**Source material**
______

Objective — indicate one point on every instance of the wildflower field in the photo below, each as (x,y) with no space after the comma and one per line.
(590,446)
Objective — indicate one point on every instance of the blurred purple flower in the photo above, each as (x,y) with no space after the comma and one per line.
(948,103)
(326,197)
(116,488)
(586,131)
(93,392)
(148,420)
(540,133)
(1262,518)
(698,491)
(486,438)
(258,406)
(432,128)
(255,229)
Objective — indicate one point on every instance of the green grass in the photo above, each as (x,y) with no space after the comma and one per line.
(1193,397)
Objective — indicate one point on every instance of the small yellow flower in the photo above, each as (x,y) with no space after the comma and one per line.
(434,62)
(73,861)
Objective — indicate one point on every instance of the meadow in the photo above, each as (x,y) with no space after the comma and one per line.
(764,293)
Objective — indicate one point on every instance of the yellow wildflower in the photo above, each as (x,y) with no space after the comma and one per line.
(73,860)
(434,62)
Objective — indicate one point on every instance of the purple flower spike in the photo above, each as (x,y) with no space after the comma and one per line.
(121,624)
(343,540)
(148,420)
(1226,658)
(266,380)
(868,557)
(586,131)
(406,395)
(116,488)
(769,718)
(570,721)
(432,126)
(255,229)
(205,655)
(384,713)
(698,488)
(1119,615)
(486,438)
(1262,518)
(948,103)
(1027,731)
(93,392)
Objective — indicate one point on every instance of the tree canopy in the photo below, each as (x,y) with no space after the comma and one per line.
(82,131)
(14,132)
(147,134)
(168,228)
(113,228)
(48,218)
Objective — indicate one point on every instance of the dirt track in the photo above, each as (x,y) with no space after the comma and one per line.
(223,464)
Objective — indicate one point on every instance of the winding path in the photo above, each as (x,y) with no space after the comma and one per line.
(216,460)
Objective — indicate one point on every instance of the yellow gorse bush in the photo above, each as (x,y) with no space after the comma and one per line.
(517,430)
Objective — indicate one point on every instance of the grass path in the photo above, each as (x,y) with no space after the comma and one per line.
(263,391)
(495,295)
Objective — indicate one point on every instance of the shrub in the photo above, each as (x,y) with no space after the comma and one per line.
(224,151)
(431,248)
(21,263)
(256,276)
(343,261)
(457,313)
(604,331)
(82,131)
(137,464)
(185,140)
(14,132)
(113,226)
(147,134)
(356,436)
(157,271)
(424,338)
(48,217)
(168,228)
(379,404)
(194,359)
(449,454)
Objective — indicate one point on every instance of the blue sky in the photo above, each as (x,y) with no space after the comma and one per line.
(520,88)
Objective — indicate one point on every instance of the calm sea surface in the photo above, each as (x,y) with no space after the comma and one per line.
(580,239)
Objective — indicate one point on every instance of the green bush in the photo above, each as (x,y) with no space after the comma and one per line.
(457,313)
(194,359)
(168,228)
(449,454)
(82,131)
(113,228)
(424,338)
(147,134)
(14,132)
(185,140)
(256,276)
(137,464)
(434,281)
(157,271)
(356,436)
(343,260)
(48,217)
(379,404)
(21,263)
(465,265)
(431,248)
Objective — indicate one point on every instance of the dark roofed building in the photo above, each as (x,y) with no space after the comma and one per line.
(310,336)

______

**Problem statement**
Please reproduce the entire listing, exactly as shown.

**Result for this task**
Objective — indicate one point on every instance of the wildflower field in the photo below, each as (x,y) with no space after the comma and one per line.
(590,446)
Objective — indicate one point on every instance of the blurred purple flower in the photo above, each as (x,y) with no space after the comma and one per line.
(948,103)
(326,197)
(116,488)
(586,131)
(93,392)
(148,420)
(540,133)
(1262,518)
(698,491)
(486,438)
(258,406)
(432,128)
(255,229)
Objective — indicate one point on every instance of the green grass in the photo above, each as (x,y) with no space after the comma and one per line.
(1193,397)
Objective — indicate one point on every instance of the small yellow flower in the photo above, each as (x,y) with no space after the comma and one per line.
(434,62)
(73,861)
Objective — indicate one point on every instance of the meadow in the photo above, each as (x,y) with no space after the comma and one per line.
(764,293)
Objective — indicate one point on every instance of the yellow wildflower in the photo above, each as (x,y) with no space after the comma and one per line.
(73,860)
(434,62)
Objective — indicate one point on every instance of the purple flower spike in the photo above, each as (x,y) with no space after the comma and one per line.
(121,624)
(343,540)
(148,420)
(1226,658)
(266,380)
(868,557)
(586,131)
(406,395)
(116,488)
(769,718)
(570,721)
(432,126)
(255,229)
(205,655)
(384,713)
(698,488)
(1119,615)
(486,438)
(1262,518)
(948,103)
(1027,731)
(93,392)
Objective — indicate one point on every instance of the tree canopy in the photo below, each as (x,y) with no space after the comma and one per line.
(82,131)
(14,132)
(147,134)
(168,228)
(113,228)
(48,218)
Objective — indicate one point on every instance of the dirt track in the photo above, each as (x,y) with no space after the comma and one per line.
(223,464)
Objective — indicate one point on every instance of the winding path in the photo above, each as (x,y) with no space after the comma and one per line.
(216,460)
Objective — indicate one point on every instance of the yellow gorse bush in the photo above, each as (x,y) with no space after the comma and one per line.
(517,430)
Objective — indicate one point on every instance of the grass path in the photo above, each as (x,y) with no space after the comma and one per line.
(263,391)
(495,295)
Objective — indicate one point on every instance of the shrub in the photo above, each as (x,y) with no space after the comma and one per line.
(224,151)
(431,248)
(21,263)
(256,276)
(343,261)
(457,313)
(604,331)
(82,131)
(137,464)
(185,140)
(14,132)
(113,226)
(147,134)
(356,436)
(157,271)
(424,338)
(48,217)
(168,228)
(379,404)
(194,359)
(449,454)
Objective — indicate one point on every instance of the blue sky in the photo above, each as (x,y) with no space after the comma and one per line.
(520,88)
Objective — indicate one point on every instance of the calm sea surface in the photo above, each as (x,y) with no space after the comma and one per line.
(580,239)
Objective — indicate one point on every instance of the green bush in the photo above, each as (x,y) with no space after the comma and one per line.
(457,313)
(194,359)
(168,228)
(449,454)
(82,131)
(113,228)
(424,338)
(147,134)
(14,132)
(185,140)
(256,276)
(137,464)
(434,281)
(157,271)
(356,436)
(343,260)
(48,217)
(379,404)
(21,263)
(465,265)
(431,248)
Objective — indicate one point on every instance of the dark roofed building in the photo above, each as (x,y) with no space after the comma and one per line.
(310,336)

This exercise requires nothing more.